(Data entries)
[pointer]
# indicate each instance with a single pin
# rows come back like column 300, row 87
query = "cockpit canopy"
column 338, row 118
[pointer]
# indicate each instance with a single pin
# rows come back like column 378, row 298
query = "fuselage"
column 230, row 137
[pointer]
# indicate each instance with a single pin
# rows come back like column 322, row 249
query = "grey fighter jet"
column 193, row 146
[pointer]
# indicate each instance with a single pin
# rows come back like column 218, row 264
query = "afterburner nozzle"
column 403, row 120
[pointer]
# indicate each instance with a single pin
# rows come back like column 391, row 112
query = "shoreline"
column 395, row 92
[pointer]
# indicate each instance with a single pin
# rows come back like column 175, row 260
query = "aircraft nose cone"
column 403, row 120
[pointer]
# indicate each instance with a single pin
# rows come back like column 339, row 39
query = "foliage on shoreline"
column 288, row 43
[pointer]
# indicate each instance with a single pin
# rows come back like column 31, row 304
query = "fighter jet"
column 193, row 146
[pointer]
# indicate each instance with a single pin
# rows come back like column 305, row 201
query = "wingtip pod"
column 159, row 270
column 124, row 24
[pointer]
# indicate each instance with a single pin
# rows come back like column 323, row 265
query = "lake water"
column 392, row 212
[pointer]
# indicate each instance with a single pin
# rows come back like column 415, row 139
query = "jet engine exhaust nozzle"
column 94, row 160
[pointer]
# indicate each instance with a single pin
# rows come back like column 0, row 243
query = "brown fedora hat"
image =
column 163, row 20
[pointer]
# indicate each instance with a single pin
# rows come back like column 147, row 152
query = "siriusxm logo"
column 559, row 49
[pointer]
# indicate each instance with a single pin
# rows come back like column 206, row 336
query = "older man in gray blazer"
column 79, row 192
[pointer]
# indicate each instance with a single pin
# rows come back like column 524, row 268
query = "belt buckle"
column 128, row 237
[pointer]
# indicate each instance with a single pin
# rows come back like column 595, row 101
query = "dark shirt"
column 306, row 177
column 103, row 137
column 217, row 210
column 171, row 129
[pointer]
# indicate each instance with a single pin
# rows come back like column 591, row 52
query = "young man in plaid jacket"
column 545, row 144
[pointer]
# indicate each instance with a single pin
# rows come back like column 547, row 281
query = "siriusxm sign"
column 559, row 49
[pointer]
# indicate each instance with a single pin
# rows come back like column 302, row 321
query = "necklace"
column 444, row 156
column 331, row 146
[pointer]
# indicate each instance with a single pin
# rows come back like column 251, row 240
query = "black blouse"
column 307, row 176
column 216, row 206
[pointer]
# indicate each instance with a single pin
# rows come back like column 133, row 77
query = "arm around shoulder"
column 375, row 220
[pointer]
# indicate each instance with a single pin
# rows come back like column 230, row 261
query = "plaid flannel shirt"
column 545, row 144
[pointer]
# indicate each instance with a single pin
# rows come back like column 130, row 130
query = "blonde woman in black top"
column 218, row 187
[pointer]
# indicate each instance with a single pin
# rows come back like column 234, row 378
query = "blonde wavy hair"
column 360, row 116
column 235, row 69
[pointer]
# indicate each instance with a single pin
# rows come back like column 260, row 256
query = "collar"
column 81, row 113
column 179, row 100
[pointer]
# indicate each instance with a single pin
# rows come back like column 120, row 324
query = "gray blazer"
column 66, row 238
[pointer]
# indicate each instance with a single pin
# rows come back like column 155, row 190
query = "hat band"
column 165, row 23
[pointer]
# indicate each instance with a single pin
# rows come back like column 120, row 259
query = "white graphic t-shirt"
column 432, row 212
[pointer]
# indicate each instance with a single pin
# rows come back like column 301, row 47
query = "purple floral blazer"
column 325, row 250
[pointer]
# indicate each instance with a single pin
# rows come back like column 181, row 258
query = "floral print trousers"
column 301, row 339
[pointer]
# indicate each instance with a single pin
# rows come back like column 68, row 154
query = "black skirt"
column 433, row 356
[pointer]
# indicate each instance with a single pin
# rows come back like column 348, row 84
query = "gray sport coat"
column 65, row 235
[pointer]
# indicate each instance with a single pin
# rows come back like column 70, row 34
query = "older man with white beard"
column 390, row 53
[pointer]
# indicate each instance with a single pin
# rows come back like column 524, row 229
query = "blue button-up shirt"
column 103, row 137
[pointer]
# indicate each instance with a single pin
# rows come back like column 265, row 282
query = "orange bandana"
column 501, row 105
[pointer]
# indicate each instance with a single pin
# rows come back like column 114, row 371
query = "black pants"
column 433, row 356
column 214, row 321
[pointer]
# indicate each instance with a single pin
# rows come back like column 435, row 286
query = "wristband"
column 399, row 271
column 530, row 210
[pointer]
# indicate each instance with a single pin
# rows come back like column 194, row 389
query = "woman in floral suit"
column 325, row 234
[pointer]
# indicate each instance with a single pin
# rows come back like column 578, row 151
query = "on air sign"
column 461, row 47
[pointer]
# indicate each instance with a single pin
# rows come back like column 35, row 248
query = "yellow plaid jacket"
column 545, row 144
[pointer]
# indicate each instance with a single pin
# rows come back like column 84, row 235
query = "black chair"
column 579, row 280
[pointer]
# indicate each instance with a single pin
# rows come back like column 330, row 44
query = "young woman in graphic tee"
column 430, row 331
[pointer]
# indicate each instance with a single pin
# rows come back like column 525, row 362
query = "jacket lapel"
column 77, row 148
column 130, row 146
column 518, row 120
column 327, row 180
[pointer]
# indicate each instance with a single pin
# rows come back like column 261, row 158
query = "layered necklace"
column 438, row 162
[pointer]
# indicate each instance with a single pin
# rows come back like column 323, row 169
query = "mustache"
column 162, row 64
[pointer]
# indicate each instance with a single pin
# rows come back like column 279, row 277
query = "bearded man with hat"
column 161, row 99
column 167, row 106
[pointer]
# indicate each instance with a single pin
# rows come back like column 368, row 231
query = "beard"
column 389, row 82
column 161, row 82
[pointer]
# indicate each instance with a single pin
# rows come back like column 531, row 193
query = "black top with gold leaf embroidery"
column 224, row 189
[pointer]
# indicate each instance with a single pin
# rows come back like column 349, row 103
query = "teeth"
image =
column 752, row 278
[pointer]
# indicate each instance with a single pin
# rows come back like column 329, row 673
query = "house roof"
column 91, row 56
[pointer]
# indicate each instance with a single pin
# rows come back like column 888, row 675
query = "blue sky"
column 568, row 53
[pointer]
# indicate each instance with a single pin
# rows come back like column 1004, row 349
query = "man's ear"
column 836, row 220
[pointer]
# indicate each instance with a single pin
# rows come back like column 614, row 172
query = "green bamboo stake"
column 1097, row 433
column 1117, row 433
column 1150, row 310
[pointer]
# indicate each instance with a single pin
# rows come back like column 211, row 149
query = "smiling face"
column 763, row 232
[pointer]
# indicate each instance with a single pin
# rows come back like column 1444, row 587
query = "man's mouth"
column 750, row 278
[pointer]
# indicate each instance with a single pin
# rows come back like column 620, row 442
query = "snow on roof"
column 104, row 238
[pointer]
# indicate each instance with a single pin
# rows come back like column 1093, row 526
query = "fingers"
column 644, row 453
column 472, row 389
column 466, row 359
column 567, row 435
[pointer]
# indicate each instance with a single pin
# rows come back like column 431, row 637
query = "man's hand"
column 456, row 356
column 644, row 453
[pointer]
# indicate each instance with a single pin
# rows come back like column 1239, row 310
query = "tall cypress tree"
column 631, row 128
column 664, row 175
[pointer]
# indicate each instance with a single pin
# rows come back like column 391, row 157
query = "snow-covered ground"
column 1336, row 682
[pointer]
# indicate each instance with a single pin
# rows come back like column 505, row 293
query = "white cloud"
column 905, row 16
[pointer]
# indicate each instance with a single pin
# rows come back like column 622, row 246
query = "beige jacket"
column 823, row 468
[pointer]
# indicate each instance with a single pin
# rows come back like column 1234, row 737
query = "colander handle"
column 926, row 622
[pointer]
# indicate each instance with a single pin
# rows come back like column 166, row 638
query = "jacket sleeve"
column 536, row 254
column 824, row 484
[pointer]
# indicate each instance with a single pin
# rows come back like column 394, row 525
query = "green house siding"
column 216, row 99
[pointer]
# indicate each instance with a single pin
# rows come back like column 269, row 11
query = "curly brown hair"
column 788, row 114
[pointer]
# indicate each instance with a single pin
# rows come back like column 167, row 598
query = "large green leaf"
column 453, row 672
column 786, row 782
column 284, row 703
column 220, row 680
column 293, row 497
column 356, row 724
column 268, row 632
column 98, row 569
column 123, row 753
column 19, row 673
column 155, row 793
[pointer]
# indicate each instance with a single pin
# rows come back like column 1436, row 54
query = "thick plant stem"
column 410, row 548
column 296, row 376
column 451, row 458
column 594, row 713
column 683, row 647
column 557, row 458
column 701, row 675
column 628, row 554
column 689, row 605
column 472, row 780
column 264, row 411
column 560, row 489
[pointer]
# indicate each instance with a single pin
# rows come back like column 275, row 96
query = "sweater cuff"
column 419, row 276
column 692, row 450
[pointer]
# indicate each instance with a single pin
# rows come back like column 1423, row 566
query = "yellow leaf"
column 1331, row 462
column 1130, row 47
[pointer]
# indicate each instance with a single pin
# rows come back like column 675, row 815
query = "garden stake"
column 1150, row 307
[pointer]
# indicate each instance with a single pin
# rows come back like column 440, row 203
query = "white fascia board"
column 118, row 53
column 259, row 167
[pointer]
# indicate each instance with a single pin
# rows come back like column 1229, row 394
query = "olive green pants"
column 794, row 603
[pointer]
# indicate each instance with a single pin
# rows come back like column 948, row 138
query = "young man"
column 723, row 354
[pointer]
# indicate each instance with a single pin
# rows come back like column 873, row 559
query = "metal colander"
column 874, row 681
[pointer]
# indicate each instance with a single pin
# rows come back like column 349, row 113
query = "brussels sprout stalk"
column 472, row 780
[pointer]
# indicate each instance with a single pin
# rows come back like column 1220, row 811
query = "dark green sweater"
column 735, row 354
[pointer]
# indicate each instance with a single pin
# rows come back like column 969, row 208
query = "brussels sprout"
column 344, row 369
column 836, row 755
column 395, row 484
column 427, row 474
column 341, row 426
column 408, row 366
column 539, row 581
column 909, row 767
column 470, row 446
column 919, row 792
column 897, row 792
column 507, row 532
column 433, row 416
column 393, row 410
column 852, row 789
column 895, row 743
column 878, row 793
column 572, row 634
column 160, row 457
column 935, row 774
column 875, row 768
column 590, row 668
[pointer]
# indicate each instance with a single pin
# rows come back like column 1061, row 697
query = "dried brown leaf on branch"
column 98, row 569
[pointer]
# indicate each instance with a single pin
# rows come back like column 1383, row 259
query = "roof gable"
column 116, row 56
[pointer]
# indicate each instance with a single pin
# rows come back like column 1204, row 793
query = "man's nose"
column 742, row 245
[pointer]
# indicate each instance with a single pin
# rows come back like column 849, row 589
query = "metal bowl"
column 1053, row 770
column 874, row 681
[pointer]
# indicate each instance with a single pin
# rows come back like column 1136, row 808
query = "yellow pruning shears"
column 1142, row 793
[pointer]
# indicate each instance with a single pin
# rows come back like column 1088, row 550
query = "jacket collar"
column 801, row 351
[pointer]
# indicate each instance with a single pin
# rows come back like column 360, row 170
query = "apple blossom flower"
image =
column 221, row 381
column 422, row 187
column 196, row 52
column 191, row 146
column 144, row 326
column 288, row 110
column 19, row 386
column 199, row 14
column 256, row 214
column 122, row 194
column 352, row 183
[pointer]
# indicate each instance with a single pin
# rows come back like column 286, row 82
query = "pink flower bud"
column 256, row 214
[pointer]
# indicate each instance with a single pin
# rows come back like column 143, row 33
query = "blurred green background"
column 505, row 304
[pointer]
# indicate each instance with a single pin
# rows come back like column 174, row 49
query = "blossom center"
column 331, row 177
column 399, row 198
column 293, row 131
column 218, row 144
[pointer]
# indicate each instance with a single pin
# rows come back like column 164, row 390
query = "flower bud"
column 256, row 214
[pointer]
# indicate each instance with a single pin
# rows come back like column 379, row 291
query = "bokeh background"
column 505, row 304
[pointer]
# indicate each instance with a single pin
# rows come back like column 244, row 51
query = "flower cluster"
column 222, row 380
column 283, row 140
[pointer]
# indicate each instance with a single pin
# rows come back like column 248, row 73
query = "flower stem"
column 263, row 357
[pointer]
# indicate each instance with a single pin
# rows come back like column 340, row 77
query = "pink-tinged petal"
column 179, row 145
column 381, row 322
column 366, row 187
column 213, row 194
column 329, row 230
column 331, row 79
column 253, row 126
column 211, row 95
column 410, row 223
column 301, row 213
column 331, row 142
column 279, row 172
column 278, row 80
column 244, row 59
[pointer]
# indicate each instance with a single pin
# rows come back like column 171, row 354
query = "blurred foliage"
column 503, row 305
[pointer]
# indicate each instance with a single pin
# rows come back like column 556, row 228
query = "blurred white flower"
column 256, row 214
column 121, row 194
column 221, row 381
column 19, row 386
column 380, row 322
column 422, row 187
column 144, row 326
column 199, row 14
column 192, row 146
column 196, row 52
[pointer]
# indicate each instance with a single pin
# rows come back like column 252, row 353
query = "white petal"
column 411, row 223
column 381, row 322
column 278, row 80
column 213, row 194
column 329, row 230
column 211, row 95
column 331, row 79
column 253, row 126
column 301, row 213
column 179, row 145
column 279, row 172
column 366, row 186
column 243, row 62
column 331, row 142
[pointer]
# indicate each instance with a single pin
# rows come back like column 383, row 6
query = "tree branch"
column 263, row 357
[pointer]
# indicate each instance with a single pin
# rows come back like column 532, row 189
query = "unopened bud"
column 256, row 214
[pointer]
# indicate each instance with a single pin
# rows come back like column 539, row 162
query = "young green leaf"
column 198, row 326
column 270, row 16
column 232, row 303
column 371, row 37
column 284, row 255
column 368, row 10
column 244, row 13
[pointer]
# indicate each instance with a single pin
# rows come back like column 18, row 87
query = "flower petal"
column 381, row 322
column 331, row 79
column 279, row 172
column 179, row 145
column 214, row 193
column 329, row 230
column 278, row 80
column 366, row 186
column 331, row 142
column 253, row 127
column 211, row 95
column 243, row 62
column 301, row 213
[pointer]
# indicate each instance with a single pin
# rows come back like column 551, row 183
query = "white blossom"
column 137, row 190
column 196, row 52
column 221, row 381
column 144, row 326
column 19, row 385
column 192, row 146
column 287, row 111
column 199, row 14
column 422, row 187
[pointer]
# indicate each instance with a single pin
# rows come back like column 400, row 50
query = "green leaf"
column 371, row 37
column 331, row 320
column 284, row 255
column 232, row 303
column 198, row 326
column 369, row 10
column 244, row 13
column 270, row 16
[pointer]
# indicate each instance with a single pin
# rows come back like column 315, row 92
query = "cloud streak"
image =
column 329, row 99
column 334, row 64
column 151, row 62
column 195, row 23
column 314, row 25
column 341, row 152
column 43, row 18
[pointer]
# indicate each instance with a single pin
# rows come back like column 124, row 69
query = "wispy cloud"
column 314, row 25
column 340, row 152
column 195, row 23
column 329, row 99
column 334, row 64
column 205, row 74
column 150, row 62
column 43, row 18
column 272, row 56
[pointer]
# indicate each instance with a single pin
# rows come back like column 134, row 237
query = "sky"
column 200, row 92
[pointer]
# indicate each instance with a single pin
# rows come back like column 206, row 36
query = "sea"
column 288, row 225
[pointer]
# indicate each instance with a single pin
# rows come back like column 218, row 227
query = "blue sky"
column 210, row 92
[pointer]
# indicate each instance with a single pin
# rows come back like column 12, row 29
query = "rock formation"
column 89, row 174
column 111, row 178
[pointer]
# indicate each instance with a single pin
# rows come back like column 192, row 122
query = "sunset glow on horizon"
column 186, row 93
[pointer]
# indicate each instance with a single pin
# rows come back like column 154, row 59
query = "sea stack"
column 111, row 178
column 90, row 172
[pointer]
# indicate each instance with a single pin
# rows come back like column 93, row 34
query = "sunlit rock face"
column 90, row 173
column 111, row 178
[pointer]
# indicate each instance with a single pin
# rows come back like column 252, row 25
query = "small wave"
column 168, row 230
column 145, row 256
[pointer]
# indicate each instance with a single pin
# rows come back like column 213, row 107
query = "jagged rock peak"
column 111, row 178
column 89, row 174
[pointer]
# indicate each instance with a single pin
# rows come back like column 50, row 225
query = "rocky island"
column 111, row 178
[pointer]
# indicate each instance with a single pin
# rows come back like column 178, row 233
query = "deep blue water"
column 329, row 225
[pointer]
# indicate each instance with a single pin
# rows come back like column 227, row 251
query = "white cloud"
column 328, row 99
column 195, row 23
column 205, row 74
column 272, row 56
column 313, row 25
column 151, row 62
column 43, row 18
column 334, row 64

» Written instruction:
Find every line in the listing above that contains the word "young" and copy those lines out. Matching is case-sensitive.

» Answer to the problem:
query = "young man in plaid jacket"
query = "young woman in graphic tee"
query = "young man"
query = "young green leaf"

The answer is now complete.